[DATA EXCERPTS]

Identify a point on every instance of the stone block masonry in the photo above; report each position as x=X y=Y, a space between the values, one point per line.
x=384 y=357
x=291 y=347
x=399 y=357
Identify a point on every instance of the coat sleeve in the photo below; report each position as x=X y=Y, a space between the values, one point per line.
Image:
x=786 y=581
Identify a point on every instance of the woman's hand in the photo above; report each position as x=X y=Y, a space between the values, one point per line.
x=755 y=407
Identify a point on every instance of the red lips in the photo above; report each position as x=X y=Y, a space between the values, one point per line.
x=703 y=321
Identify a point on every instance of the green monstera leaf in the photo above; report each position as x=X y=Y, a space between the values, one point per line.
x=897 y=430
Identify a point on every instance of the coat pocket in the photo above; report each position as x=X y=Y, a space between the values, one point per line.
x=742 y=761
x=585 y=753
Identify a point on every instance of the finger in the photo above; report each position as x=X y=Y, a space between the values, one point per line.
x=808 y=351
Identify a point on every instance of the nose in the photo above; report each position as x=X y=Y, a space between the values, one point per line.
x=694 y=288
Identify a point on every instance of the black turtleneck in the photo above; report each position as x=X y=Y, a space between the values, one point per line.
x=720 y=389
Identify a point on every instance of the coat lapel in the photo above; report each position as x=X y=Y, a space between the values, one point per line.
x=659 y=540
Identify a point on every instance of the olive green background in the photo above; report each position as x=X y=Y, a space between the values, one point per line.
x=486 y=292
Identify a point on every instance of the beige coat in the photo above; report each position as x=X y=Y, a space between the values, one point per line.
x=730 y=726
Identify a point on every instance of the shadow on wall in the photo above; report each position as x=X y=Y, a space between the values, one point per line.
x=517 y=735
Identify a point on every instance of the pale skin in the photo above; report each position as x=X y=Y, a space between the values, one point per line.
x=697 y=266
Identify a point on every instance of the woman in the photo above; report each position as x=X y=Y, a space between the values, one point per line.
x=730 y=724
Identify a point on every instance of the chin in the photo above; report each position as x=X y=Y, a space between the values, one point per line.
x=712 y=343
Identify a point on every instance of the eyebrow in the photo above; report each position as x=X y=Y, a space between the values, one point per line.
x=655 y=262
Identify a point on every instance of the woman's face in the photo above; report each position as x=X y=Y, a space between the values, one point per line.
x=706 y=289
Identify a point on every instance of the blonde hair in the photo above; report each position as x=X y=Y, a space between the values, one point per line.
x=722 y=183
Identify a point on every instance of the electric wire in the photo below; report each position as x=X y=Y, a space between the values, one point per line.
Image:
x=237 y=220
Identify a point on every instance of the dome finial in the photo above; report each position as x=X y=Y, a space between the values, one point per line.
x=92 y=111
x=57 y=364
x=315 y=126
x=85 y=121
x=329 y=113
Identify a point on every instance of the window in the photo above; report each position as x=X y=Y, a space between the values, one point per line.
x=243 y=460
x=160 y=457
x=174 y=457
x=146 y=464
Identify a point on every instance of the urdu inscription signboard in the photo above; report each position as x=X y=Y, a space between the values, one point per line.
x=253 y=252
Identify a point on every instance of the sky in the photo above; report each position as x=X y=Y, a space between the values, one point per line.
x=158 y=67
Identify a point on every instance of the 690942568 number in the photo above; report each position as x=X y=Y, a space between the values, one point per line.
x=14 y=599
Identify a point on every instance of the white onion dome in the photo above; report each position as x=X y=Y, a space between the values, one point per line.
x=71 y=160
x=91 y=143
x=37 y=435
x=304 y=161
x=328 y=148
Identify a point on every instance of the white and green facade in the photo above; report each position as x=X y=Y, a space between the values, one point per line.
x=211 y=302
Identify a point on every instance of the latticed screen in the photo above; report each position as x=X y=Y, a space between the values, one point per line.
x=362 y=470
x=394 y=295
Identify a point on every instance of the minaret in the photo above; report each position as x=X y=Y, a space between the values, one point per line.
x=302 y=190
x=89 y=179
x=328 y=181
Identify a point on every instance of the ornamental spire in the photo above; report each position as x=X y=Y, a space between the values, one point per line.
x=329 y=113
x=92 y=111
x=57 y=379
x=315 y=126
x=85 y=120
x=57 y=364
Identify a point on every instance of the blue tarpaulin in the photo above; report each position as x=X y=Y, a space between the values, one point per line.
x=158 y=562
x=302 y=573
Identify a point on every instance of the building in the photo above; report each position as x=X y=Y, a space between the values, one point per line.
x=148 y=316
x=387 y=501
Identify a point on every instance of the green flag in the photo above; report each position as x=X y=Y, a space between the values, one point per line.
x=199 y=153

[/DATA EXCERPTS]

**REQUIREMENT:** Line by line, retype the records with no changes.

**RESULT OF THE TASK:**
Identify a point on every instance of the stone block masonry in the photo above; report each position as x=X y=Y, a space between the values, one point per line.
x=384 y=357
x=291 y=347
x=399 y=357
Identify a point on every instance of the coat sleeve in the photo below; report each position as x=X y=Y, a space between the values, one point per line.
Image:
x=786 y=581
Identify a point on every instance of the woman's hand in the photo above; report each position as x=X y=Y, a space between the values, one point per line.
x=755 y=407
Identify a point on every instance of the red lips in the photo above; report each position as x=X y=Y, a space between the values, one point per line.
x=703 y=321
Identify a point on every instance of the green monstera leaf in the photo above; report each position as x=X y=Y, a space between the values, one point per line.
x=897 y=430
Identify a point on every instance of the coat pocket in the photo above; report each position as x=X y=Y, a space between the values, one point per line.
x=742 y=761
x=585 y=753
Identify a point on every instance of the finger in the photo above; report each position as x=X y=Y, a space between the values, one point per line.
x=808 y=351
Identify a point on every instance of the nose in the photo above; report each position as x=X y=Y, a space between the values, one point per line.
x=694 y=288
Identify a point on every instance of the black turtleneck in the photo above; report each position as x=X y=Y, a space between the values, one point per line.
x=720 y=389
Identify a point on every instance of the coat lapel in the photo above; report each position as x=X y=Y, a space between the values, one point per line.
x=659 y=540
Identify a point on every instance of the olive green background in the photo above; report each position as x=X y=Y, a space between the values, one point per line.
x=486 y=292
Identify a point on every instance of the beige coat in the photo above; report each position as x=X y=Y, a space between the values, one point per line.
x=730 y=726
Identify a point on every instance of the shadow on wall in the photo above; report each position as x=X y=Y, a space between the values, one point per line.
x=517 y=735
Identify a point on every instance of the pale skin in the photo above; report each position as x=X y=Y, a space between the values, one point per line.
x=697 y=266
Identify a point on every instance of the woman in the photo above; report each position as x=X y=Y, a space between the values, one point per line.
x=730 y=724
Identify a point on every instance of the chin in the photo above; report each position as x=X y=Y, a space between the values, one point per line.
x=712 y=343
Identify a point on every instance of the eyebrow in the photo above; report each position as x=X y=Y, a space between the values, one point per line.
x=655 y=262
Identify a point on every instance of the woman's face in the photo above; report each position as x=X y=Y, a space between the values, one point per line.
x=706 y=289
Identify a point on every instance of the blonde hair in the photo above; report each position as x=X y=Y, a space between the values, one point per line.
x=722 y=183
Identify a point on every instance of the electric wire in the photo below; report each position as x=X y=Y, a space between the values, one point per line.
Image:
x=237 y=220
Identify a point on every instance of the dome finial in the photo above; report each position as x=X y=Y, a space between the values, one point per line.
x=92 y=111
x=57 y=364
x=315 y=126
x=85 y=121
x=329 y=113
Identify a point on every instance of the window in the photo above; report each position as x=X y=Y, a space between the values, one point per line.
x=243 y=460
x=160 y=457
x=174 y=457
x=146 y=464
Identify a point on every instance of the urdu inscription signboard in the photo above; report each position as x=X y=Y, a space between the values, one point per line.
x=253 y=252
Identify a point on every instance of the sky in the photo above; report each position as x=X y=Y, a space between the values, one point per line.
x=158 y=67
Identify a point on every instance of the 690942568 number in the photo above; report each position as x=X y=Y, a space between the values, one point per line.
x=14 y=599
Identify a point on every instance of the white onion dome in the photo above; report each position as x=X y=Y, a space between the values, one point per line.
x=71 y=160
x=91 y=143
x=37 y=435
x=304 y=161
x=328 y=148
Identify a point on every instance of the white and green facade in the photo above; report each position as x=X y=Y, a space between the values, one point per line.
x=211 y=302
Identify a point on every instance of the latticed screen in the photo above; report each position as x=X y=Y, a space between the values, one point per line.
x=362 y=470
x=394 y=295
Identify a point on every instance of the minaret in the photo above; report each position as x=X y=Y, a space between the values, one point per line.
x=302 y=190
x=89 y=179
x=328 y=181
Identify a point on every instance of the ornamental spire in the photo above; report each position as x=X y=Y, a space between the values, one point per line.
x=329 y=113
x=92 y=111
x=57 y=379
x=315 y=126
x=85 y=120
x=57 y=364
Identify a point on every instance of the blue tarpaulin in the photo above; report each position as x=X y=Y, a space between the values, one point per line.
x=158 y=562
x=302 y=573
Identify a point on every instance of the building in the photo above; report each position as x=X y=Y, a space between the values, one point per line.
x=148 y=316
x=387 y=501
Identify a point on every instance of the green flag in the photo above; report each position as x=X y=Y, a space between the values, one point per line.
x=199 y=153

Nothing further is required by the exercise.